Point annotations for photos
|---|
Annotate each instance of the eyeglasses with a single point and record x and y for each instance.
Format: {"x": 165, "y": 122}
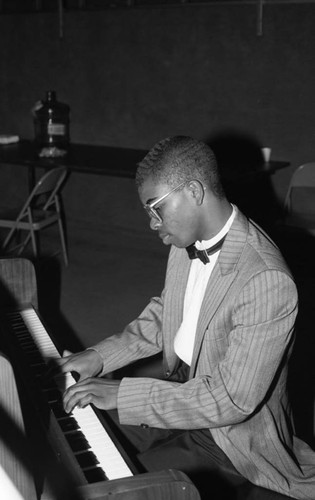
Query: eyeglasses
{"x": 150, "y": 207}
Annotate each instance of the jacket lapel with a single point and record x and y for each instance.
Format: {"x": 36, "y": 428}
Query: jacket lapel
{"x": 221, "y": 279}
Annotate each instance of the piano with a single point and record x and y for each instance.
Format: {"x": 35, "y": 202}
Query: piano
{"x": 76, "y": 456}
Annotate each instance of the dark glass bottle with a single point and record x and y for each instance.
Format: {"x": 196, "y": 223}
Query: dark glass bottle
{"x": 52, "y": 123}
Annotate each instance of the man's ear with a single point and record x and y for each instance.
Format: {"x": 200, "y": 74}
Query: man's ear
{"x": 197, "y": 190}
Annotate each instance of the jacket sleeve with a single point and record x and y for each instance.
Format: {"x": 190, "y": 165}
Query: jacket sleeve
{"x": 140, "y": 339}
{"x": 260, "y": 324}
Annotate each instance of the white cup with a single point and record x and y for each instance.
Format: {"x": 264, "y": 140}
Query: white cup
{"x": 266, "y": 152}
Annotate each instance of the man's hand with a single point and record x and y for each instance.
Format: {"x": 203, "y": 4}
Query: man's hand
{"x": 101, "y": 392}
{"x": 86, "y": 363}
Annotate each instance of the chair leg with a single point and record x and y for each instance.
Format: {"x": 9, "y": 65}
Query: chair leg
{"x": 63, "y": 242}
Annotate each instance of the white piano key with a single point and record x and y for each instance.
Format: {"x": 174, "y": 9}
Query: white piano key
{"x": 101, "y": 444}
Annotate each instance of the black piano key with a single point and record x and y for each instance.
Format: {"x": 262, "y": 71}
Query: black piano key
{"x": 68, "y": 424}
{"x": 86, "y": 459}
{"x": 95, "y": 475}
{"x": 77, "y": 441}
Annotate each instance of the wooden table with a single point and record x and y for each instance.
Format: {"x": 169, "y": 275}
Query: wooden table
{"x": 106, "y": 160}
{"x": 101, "y": 160}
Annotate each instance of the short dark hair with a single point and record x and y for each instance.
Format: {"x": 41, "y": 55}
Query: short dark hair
{"x": 177, "y": 159}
|---|
**Goal:** Lay out the lines above as a JSON list of strings, one string per line, skipping blank lines. Leave the picture out.

**Problem solution:**
[
  "Annotate each instance of the eyeglasses with a single point and record x and y for each instance.",
  "Format: {\"x\": 165, \"y\": 122}",
  "Query: eyeglasses",
  "{\"x\": 150, \"y\": 207}",
  "Annotate each instance of the jacket lapel with a single point and record x and y for each instance.",
  "Format: {\"x\": 36, \"y\": 428}",
  "Query: jacket lapel",
  "{\"x\": 221, \"y\": 279}",
  "Annotate each instance of the piano with a single point and record x and y for each instance.",
  "Format: {\"x\": 35, \"y\": 202}",
  "Query: piano",
  "{\"x\": 76, \"y\": 456}",
  "Annotate each instance of the dark glass bottle with a single point and record x and y for each instance.",
  "Format: {\"x\": 196, \"y\": 223}",
  "Query: dark glass bottle",
  "{\"x\": 52, \"y\": 123}",
  "Annotate each instance of the man's ear with a single point and record x and y for each instance.",
  "Format: {\"x\": 200, \"y\": 74}",
  "Query: man's ear",
  "{\"x\": 197, \"y\": 190}",
  "Annotate each instance of the jacket sleeve with a single point and record x and y for each instance.",
  "Format: {\"x\": 190, \"y\": 165}",
  "Query: jacket sleeve",
  "{\"x\": 140, \"y\": 339}",
  "{\"x\": 260, \"y\": 324}",
  "Annotate each instance of the white cup with a single point and record x and y for each instance.",
  "Format: {\"x\": 264, \"y\": 140}",
  "Query: white cup",
  "{\"x\": 266, \"y\": 152}",
  "Annotate each instance of the man's hand with a single point and record x and y for each instance.",
  "Format: {\"x\": 203, \"y\": 4}",
  "Query: man's hand",
  "{\"x\": 101, \"y\": 392}",
  "{\"x\": 86, \"y\": 363}",
  "Annotate each instance of the chair leg with a single point and record x and y for each instance.",
  "Format: {\"x\": 9, \"y\": 65}",
  "Query: chair leg",
  "{\"x\": 63, \"y\": 242}",
  "Annotate each instance of the white piano key with a single point and record x and y for each instance.",
  "Format: {\"x\": 174, \"y\": 9}",
  "Query: white piano key",
  "{\"x\": 101, \"y\": 444}",
  "Annotate each instance of the black piano key with a single point and record x and y for each instance.",
  "Format: {\"x\": 262, \"y\": 71}",
  "Query: black piano key",
  "{\"x\": 68, \"y\": 424}",
  "{\"x\": 86, \"y\": 459}",
  "{\"x\": 95, \"y\": 475}",
  "{\"x\": 77, \"y\": 441}",
  "Annotate each instance of the wooden table with a single point and record x and y for each instance.",
  "Format: {\"x\": 169, \"y\": 275}",
  "Query: wooden table",
  "{\"x\": 106, \"y\": 160}",
  "{\"x\": 101, \"y\": 160}",
  "Annotate each instance of the short dark hair with a single point and record x and y for each instance.",
  "Format: {\"x\": 41, \"y\": 55}",
  "Query: short dark hair",
  "{\"x\": 177, \"y\": 159}"
]